AIM: Your task is to transcribe all of the records exactly and leave out the pictures.
-------- DATA EXCERPTS --------
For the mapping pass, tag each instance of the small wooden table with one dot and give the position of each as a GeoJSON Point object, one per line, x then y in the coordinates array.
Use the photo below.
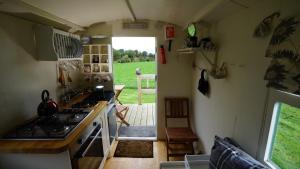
{"type": "Point", "coordinates": [118, 90]}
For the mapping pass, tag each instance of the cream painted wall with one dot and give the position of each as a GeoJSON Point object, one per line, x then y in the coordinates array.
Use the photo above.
{"type": "Point", "coordinates": [22, 76]}
{"type": "Point", "coordinates": [174, 78]}
{"type": "Point", "coordinates": [236, 104]}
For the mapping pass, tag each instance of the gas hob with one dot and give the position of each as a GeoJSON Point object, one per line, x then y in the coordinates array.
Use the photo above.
{"type": "Point", "coordinates": [55, 127]}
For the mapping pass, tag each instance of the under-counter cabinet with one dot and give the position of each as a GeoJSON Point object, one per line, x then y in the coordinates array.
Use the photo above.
{"type": "Point", "coordinates": [91, 138]}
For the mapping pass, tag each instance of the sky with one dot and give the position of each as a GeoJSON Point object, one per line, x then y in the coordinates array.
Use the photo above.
{"type": "Point", "coordinates": [134, 43]}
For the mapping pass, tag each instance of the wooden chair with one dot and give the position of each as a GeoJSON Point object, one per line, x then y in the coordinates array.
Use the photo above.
{"type": "Point", "coordinates": [178, 108]}
{"type": "Point", "coordinates": [121, 113]}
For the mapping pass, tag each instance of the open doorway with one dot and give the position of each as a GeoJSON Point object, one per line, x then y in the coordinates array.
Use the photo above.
{"type": "Point", "coordinates": [135, 84]}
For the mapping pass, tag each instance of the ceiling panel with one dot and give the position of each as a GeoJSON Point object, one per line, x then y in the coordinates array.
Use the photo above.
{"type": "Point", "coordinates": [87, 12]}
{"type": "Point", "coordinates": [84, 12]}
{"type": "Point", "coordinates": [173, 11]}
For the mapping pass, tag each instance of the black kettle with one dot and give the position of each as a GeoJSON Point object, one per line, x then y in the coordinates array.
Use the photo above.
{"type": "Point", "coordinates": [47, 107]}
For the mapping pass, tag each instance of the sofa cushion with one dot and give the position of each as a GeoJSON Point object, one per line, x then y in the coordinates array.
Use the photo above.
{"type": "Point", "coordinates": [227, 156]}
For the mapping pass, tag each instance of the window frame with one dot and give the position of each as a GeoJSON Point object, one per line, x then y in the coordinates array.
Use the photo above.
{"type": "Point", "coordinates": [270, 121]}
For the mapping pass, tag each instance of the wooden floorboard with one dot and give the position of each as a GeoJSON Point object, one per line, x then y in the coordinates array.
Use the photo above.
{"type": "Point", "coordinates": [141, 115]}
{"type": "Point", "coordinates": [159, 155]}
--------
OUTPUT OF THE EXERCISE:
For the mapping pass, tag each instance of the small wooden table with one dot and give the position of each as a GeoJSON Point object, one per line, x then y in the coordinates array.
Use the photo below.
{"type": "Point", "coordinates": [118, 90]}
For the mapping pass, tag each instance of the cream painted wall with one dot and give the position of each as a GeoJSON Point object, one per line, x then y in the coordinates array.
Use the photo above.
{"type": "Point", "coordinates": [22, 76]}
{"type": "Point", "coordinates": [174, 78]}
{"type": "Point", "coordinates": [236, 104]}
For the mapping pass, tag each instance of the gas hob with one dot and give the position of each as a GeoJSON Point object, one per line, x then y in the coordinates array.
Use the photo above.
{"type": "Point", "coordinates": [55, 127]}
For the mapping pass, tag each instance of the under-counter cabinet with one dot and give the position of each as a GeoJSON Point object, one per line, x then y in the coordinates array.
Use the photo above.
{"type": "Point", "coordinates": [91, 138]}
For the mapping pass, tag each instance of the sky with one dot and give the position of each as a GeoJSON Point object, one per line, x then y in the coordinates array.
Use the photo above.
{"type": "Point", "coordinates": [134, 43]}
For the mapping pass, tag each instance of the wooden chair with one dot and give the position of each as a GeoJSON Point object, one per line, x then y in the coordinates array.
Use the photo above.
{"type": "Point", "coordinates": [178, 108]}
{"type": "Point", "coordinates": [121, 113]}
For the mapping pass, tag each instance of the open doorway with one dot and give the position of each as a GeoJSON Point object, one per line, x then y in the coordinates array.
Use the photo above.
{"type": "Point", "coordinates": [135, 84]}
For the mapping pass, tag each instance of the ceiling panel with one dot and give the position of each as a GeoJSON Point object, one per line, x then y in the coordinates array.
Use the photo above.
{"type": "Point", "coordinates": [87, 12]}
{"type": "Point", "coordinates": [84, 12]}
{"type": "Point", "coordinates": [173, 11]}
For the mapping pass, tag each instance of the black kettle with one dot and give the position of each as a GeoJSON Point object, one per line, x then y in the coordinates array.
Use the photo above.
{"type": "Point", "coordinates": [47, 107]}
For the mapping pass, tag each instance of the sofa cushion with one dot and give the position of each as a GeoJSON Point object, one per line, x then y in the coordinates array.
Use the photo above.
{"type": "Point", "coordinates": [227, 156]}
For the mapping pass, tag each instance of the window frame with one dot and give the position of each as a GeoJSON Point object, one per line, x then y in the coordinates array.
Use the photo above.
{"type": "Point", "coordinates": [270, 121]}
For the mapping pass, tag each instance of the wooden floorboard with one dot and give the position of each as a GeoJSON Point object, one per line, x then y in the coordinates array.
Use the photo above.
{"type": "Point", "coordinates": [141, 115]}
{"type": "Point", "coordinates": [159, 155]}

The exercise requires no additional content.